▶ [Data excerpts]
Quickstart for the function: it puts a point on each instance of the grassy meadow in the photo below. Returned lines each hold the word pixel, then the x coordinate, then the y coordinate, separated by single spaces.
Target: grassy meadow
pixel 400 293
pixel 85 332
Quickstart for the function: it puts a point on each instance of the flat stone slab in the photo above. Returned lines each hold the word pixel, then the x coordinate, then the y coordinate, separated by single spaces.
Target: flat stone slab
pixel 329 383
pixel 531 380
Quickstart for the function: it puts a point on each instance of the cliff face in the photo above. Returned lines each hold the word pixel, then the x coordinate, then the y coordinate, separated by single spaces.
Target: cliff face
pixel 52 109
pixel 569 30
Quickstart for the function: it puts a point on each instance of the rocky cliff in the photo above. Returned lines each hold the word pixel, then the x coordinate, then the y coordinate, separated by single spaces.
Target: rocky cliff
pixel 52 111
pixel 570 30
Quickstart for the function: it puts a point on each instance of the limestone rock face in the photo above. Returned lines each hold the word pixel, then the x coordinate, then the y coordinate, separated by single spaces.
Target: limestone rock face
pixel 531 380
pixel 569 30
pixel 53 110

▶ [Work to be completed]
Exactly as they stand above, retype all of the records.

▶ [Finished exercise]
Quickstart for the function: it puts a point on each instance of the grassy meadow in the photo below. Returned lines each hold the word pixel, then the x coordinate, then the y coordinate, separated by single spaces.
Target: grassy meadow
pixel 400 293
pixel 85 332
Quickstart for the function: it puts a point on each instance of the flat stone slab in the photo above. Returned lines each hold the word pixel, then the x coordinate, then the y coordinate, separated by single spaces.
Target: flat stone slab
pixel 329 383
pixel 531 380
Quickstart for the function: it puts a point on each instance of the cliff face in the photo above. Returned lines each hold the word pixel, then the x coordinate, then the y coordinate, separated by single spaces.
Target: cliff face
pixel 52 109
pixel 569 30
Quickstart for the function: it puts a point on each instance of the rocky cliff in the photo above. Returned lines each hold the word pixel, then the x coordinate, then the y coordinate, separated by single spaces.
Target: rocky cliff
pixel 52 111
pixel 570 30
Quickstart for the function: it puts a point on each instance of the limestone rock face in the photo above. Returned lines each hold the word pixel, then the x coordinate, then the y coordinate, separated by single spaces.
Target: limestone rock face
pixel 531 380
pixel 569 30
pixel 53 110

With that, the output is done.